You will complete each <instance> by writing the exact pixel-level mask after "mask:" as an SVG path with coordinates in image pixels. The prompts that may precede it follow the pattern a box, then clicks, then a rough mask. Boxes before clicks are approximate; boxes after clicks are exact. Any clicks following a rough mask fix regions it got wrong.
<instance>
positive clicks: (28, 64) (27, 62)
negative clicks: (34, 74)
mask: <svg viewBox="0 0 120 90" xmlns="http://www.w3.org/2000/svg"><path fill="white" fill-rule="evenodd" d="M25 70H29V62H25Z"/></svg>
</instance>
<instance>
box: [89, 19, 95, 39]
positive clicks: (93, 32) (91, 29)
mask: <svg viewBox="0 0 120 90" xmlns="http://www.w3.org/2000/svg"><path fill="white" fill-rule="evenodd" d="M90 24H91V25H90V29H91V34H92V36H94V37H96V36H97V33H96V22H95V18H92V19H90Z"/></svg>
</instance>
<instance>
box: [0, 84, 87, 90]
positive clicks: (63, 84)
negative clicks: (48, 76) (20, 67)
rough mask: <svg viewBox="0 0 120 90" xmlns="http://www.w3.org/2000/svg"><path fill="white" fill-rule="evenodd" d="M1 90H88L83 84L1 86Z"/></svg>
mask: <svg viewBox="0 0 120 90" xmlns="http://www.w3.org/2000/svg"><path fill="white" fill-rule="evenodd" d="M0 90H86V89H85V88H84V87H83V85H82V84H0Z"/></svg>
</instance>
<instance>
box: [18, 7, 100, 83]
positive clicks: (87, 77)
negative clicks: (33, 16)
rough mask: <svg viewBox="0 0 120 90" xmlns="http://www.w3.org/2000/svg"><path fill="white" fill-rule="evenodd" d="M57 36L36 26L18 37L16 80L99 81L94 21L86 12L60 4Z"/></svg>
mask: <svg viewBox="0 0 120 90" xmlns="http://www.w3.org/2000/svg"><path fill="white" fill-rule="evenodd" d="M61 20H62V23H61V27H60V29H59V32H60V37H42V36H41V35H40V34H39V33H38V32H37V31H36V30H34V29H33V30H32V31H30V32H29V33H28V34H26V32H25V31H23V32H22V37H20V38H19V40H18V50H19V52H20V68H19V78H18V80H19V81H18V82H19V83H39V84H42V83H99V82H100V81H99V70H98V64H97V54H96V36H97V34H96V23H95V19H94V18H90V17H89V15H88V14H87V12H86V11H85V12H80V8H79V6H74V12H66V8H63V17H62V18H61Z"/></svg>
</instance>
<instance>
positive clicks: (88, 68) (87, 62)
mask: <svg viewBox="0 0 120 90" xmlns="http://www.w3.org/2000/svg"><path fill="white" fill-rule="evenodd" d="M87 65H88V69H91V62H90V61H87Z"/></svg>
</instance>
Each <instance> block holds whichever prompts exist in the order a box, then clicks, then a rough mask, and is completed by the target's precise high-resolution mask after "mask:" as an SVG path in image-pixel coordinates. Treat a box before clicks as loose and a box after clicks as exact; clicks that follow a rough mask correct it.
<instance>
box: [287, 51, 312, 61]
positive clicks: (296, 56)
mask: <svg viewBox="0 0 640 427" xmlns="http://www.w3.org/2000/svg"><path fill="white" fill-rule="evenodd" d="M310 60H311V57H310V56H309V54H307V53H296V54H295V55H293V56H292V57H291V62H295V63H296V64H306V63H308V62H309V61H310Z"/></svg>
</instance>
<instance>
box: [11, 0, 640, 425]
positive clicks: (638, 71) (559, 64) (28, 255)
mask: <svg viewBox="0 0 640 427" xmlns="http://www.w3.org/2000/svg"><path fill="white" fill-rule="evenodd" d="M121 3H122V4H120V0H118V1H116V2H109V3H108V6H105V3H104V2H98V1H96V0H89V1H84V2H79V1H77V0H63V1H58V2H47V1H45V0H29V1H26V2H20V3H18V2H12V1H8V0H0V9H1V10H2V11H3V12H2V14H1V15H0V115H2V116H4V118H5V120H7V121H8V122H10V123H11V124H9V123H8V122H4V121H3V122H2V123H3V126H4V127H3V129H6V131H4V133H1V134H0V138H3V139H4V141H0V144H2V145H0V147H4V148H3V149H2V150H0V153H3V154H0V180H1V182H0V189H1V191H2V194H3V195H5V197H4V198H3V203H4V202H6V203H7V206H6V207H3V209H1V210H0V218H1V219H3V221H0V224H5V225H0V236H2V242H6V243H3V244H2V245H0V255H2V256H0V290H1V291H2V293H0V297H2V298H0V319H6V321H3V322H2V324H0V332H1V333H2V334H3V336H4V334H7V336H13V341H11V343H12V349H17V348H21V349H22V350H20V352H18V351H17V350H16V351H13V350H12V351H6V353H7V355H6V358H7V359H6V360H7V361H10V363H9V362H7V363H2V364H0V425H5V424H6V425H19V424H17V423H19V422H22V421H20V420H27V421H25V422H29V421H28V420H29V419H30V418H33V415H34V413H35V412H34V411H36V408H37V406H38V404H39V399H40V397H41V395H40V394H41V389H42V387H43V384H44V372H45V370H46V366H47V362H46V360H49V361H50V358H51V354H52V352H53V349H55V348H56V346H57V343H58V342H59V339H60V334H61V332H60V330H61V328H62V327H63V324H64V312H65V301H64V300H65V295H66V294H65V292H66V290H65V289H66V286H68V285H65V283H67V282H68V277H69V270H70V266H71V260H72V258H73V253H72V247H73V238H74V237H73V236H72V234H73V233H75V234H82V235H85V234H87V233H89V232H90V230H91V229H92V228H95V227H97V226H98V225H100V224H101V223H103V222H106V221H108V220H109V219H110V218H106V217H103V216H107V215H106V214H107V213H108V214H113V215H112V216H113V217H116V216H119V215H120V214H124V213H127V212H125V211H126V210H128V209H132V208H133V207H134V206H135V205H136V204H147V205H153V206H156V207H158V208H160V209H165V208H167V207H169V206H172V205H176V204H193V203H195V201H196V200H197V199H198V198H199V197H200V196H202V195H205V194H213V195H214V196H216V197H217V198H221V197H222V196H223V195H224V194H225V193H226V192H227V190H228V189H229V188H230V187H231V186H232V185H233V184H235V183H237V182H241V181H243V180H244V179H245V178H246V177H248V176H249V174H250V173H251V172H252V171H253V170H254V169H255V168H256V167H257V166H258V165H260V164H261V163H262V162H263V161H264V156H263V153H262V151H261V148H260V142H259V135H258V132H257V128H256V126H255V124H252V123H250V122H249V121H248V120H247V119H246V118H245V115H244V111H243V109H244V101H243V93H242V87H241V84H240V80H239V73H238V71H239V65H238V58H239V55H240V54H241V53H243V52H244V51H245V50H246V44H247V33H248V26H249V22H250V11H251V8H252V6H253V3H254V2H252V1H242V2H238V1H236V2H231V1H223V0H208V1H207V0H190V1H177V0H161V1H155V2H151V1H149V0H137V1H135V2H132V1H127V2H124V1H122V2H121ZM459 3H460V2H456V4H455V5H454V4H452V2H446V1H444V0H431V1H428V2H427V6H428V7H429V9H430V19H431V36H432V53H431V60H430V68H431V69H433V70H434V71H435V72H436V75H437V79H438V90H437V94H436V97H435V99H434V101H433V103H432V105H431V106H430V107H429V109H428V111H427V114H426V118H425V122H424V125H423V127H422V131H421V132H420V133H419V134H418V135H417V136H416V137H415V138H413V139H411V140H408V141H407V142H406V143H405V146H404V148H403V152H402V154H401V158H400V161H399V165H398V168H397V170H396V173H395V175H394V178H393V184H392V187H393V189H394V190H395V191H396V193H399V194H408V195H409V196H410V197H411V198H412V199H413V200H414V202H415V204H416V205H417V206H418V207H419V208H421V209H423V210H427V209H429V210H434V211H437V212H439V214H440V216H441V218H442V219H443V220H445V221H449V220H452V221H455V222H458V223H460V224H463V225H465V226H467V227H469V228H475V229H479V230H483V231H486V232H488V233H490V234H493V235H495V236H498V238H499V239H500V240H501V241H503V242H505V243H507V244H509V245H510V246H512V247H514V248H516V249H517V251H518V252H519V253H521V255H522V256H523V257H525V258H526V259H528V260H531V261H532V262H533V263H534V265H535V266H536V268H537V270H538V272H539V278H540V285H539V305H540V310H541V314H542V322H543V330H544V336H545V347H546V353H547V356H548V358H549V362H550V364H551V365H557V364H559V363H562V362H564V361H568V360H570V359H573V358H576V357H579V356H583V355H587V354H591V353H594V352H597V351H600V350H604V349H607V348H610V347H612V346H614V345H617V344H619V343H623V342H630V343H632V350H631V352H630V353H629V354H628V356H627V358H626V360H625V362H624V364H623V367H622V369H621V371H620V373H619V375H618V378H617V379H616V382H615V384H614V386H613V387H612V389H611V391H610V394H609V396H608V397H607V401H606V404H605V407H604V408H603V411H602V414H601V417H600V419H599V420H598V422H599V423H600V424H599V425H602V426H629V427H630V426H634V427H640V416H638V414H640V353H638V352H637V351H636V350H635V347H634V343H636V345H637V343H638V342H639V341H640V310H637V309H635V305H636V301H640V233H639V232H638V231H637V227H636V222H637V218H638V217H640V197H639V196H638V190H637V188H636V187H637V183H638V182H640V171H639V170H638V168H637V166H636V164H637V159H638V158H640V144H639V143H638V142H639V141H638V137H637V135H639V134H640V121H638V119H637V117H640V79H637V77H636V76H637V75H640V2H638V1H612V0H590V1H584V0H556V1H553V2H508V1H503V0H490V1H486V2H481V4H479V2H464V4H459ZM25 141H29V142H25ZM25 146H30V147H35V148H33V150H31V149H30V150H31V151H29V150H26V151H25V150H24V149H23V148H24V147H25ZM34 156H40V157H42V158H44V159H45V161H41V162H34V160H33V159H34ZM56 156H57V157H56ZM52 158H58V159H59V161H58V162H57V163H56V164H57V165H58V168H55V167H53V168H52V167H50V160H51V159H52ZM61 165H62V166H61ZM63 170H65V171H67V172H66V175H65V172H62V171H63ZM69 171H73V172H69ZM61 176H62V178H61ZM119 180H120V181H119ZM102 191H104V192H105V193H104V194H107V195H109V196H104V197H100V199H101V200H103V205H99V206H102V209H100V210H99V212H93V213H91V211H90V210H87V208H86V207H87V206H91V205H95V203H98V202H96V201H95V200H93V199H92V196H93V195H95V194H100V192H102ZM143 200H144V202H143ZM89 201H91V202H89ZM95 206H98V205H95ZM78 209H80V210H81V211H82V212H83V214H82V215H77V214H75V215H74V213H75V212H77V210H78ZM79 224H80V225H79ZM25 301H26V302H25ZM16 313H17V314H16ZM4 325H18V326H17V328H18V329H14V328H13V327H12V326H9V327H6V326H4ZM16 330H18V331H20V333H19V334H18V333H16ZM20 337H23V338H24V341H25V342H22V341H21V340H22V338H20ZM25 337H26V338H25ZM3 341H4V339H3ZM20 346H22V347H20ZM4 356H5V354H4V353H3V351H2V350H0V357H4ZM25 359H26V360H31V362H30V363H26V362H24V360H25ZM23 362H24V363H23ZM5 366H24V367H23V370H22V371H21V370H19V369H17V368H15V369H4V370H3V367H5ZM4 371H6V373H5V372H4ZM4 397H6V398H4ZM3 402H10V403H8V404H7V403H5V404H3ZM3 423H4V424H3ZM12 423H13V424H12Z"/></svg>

====================

Go through the entries above, and wherever a line holds the word "after", copy that line.

> _OUTPUT FOR THIS EXERCISE_:
You will complete each <instance> by writing the exact pixel-level mask after "mask:" as an SVG path with coordinates in image pixels. The prompts that may precede it follow the pattern a box, then clicks, then a rough mask. Boxes before clicks are approximate; boxes after clicks are exact. Any clicks following a rough mask fix regions it got wrong.
Each <instance> block holds whichever prompts exist in the order a box, then clicks, then a rough mask, and is completed by the target's precise high-resolution mask after "mask:" as an SVG path in image-pixel coordinates. Treat a box before clicks as loose and a box after clicks as exact; clicks that follow a rough mask correct it.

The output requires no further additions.